>> BEGIN

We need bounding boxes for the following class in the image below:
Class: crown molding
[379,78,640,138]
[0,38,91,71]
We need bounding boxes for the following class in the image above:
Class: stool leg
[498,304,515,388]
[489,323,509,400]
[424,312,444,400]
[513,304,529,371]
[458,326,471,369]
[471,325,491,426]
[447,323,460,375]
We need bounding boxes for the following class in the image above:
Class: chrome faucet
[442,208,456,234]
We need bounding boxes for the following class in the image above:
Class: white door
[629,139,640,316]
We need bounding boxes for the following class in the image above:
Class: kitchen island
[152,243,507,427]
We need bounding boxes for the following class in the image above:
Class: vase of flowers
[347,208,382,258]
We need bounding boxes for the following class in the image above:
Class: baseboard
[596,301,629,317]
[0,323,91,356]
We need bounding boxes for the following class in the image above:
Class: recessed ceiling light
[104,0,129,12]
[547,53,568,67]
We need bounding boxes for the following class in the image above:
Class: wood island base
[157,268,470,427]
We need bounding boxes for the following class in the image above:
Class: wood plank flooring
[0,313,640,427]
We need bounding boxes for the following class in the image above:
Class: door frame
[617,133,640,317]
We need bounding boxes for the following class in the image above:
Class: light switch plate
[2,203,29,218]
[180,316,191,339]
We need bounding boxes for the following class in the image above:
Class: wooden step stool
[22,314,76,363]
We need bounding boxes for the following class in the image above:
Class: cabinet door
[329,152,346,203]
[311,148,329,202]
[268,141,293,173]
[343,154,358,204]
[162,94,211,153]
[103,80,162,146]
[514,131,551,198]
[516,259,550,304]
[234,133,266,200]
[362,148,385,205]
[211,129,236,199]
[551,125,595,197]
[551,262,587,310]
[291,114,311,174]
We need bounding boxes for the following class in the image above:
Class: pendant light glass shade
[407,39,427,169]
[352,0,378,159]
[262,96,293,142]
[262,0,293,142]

>> END

> _BRIEF_: Reproduce each of the rows above verbatim, preserving their order, wording, and punctuation.

> _OUTPUT OF THE EXERCISE_:
We need bounding boxes for the following class in the image below:
Class: crown molding
[379,78,640,138]
[0,38,91,71]
We need bounding boxes for the following class in the image above:
Class: stool leg
[498,304,515,388]
[489,323,509,400]
[424,312,444,400]
[513,304,529,371]
[458,326,471,369]
[471,325,491,426]
[447,323,460,375]
We need bounding boxes for the following class in the image above:
Class: chrome faucet
[442,208,456,234]
We need bounding boxes for the following class in the image above:
Class: white door
[629,139,640,316]
We need bounding boxes for the following class in the image above:
Class: kitchen island
[152,243,507,427]
We need bounding boxes for the following class in the image above:
Class: vase of flowers
[347,208,382,258]
We need bounding boxes for the following class in the image above:
Class: baseboard
[596,301,629,317]
[0,323,91,356]
We need bounding boxes for the following class in the image above:
Class: recessed ceiling light
[104,0,129,12]
[547,53,568,67]
We need bounding boxes for the following class in the image above:
Class: wood island base
[157,268,470,427]
We need bounding boxes for the following class in the image above:
Class: wood plank flooring
[0,313,640,427]
We need bounding boxes for the following class in the image above:
Class: door frame
[617,133,640,317]
We need bounding boxes for the following class in the image above:
Class: light switch plate
[2,203,29,218]
[180,316,191,339]
We need bounding boxes for the following class in the image above:
Class: wooden step stool
[22,314,76,363]
We need bounding boxes for the following class in the image above:
Class: cabinet door
[329,152,346,203]
[311,148,329,202]
[268,141,293,173]
[343,154,358,204]
[162,94,211,153]
[103,80,162,146]
[514,131,551,198]
[516,259,550,304]
[234,133,266,200]
[362,148,385,205]
[211,129,236,199]
[551,125,595,197]
[551,262,587,310]
[291,114,311,174]
We need bounding boxes for the following class in the image above:
Class: pendant light glass shade
[407,39,427,169]
[352,0,378,159]
[262,96,293,142]
[262,0,293,142]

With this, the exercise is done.